-------- Source document --------

Our message: As credit unions have stepped up for their members during the pandemic, policymakers must step up for credit unions and the 121 million Americans they serve.

Earlier this year, the coronavirus pandemic caught our nation flat footed and forced us to adapt rapidly to a changing economic environment. Yet credit unions immediately modified their products and services by offering skip-a-pay options, fee waivers, low or no-interest loans, loan modifications, no interest accruals, drive-thru services and other beneficial financial solutions to help their members.

When small businesses needed access to the SBA’s paycheck protection program loans, credit unions persisted through website crashes and glitches to process their members’ loan applications. And when banks turned away customers, credit unions reached out with a helping hand to offer support.

That is the credit union way – to always put people well ahead of profit. This is exactly why credit unions should be a key part of the solution as Congress debates additional coronavirus relief legislation.

Since the pandemic began, NAFCU has been working within the Washington beltway to ensure credit unions have a seat at the table and that our industry’s voice is heard. To date, we have helped secure many wins for the credit union industry – but we will continue to push for more.

This includes member business lending and capital reforms, automatic forgiveness of PPP loans under $150,000, and increasing funding for Community Development Financial Institutions (CDFIs) to help low-income communities. These are policy reforms we will be sure to raise in our virtual meetings this week with lawmakers and their staff on Capitol Hill.

-------- Recorded information --------

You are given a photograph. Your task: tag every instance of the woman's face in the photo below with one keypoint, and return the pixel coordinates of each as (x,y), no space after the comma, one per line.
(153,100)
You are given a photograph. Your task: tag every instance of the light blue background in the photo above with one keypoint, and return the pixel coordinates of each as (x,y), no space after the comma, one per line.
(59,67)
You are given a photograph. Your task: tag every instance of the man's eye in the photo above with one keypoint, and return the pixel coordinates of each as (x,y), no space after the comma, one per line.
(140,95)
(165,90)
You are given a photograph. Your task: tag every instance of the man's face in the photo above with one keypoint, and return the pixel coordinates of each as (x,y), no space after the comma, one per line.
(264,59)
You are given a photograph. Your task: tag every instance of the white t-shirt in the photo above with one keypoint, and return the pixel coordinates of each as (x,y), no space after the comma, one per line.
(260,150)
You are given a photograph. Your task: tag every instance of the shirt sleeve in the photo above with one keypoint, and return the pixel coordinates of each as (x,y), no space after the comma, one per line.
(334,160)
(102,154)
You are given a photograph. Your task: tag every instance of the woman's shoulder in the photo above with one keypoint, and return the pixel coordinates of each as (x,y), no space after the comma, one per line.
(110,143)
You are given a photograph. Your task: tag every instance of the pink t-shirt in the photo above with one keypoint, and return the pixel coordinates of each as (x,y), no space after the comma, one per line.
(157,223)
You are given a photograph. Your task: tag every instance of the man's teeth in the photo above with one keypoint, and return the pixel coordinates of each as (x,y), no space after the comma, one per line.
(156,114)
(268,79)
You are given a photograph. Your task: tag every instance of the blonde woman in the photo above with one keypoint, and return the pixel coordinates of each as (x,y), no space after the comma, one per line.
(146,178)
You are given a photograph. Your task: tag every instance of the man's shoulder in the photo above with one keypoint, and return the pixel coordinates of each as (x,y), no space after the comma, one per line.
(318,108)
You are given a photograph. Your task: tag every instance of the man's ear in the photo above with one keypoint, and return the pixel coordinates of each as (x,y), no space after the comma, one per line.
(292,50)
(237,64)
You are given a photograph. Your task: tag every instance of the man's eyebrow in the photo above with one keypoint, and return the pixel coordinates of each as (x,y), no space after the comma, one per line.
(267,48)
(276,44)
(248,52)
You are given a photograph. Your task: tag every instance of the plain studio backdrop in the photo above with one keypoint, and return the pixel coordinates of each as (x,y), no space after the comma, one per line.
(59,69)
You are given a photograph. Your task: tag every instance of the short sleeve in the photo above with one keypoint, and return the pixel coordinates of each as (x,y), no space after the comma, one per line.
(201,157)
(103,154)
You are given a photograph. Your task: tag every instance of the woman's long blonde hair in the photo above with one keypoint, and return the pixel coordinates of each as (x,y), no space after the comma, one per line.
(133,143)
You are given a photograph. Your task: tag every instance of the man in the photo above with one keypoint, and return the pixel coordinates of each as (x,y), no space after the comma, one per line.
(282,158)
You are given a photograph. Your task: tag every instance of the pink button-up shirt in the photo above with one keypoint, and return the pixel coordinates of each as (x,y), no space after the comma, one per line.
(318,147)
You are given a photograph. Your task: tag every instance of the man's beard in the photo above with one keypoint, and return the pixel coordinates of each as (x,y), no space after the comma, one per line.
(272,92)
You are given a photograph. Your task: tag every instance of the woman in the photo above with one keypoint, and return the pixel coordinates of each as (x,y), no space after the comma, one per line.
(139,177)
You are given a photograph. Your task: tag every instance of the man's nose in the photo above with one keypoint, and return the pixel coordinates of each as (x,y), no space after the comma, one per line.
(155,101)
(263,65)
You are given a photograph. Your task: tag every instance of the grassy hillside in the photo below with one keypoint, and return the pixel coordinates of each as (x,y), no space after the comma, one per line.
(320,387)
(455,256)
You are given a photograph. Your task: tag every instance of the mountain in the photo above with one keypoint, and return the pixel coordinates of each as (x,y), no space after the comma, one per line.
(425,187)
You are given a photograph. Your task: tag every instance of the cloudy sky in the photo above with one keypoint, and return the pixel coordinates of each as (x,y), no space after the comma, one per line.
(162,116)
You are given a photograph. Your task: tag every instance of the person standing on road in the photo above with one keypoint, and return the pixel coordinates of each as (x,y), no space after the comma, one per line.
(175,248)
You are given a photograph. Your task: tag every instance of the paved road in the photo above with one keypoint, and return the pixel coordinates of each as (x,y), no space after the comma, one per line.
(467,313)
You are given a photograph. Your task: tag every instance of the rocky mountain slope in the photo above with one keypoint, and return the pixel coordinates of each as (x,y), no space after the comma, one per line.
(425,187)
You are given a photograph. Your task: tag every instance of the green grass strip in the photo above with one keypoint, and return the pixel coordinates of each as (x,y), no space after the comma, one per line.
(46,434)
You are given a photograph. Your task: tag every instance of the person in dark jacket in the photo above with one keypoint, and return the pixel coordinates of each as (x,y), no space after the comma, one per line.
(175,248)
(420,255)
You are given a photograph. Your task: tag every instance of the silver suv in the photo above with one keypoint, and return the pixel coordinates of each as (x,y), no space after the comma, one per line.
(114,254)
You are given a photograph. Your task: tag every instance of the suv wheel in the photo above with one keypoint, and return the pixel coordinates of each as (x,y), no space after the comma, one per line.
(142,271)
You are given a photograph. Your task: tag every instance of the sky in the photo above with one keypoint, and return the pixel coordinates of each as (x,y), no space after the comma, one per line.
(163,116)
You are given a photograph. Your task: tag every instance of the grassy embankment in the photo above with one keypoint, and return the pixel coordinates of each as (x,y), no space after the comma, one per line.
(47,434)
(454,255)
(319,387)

--------

### Assignment
Please continue the credit union advocacy text from the point where it stops, picking up after its last sentence. The material above has no connection to the credit union text.

### Answer space
But while we push for policies that would ultimately be beneficial to our local communities, we must remain vigilant against proposals that would be bad policy, such as postal banking programs, expanding the Durbin Amendment’s interchange price caps and the Office of the Comptroller of the Currency’s consideration of a payments charter. More so, efforts to grant the NCUA supervisory powers over third-party vendors would be wholly unnecessary and create substantial new costs for credit unions amid a recession and global pandemic.

In times of crisis, it is important that we deliver policies that are beneficial to the millions of Americans being impacted by the economic crisis and the virus itself. These proposals should give policymakers significant pause – if not their flat-out rejection.

Strong leadership begins with strong solutions, and reforms that empower credit unions to serve more American consumers are the types of policies we need from lawmakers during this pivotal moment. With the presidential election fast approaching, we wrote to President Donald Trump and former Vice President Joe Biden to share credit union priorities.

We look forward to engaging with lawmakers, alongside our credit union members, to advocate for positive, consumer-focused reforms as we join together at NAFCU’s Congressional Caucus event.

Credit unions must be empowered to serve more Americans.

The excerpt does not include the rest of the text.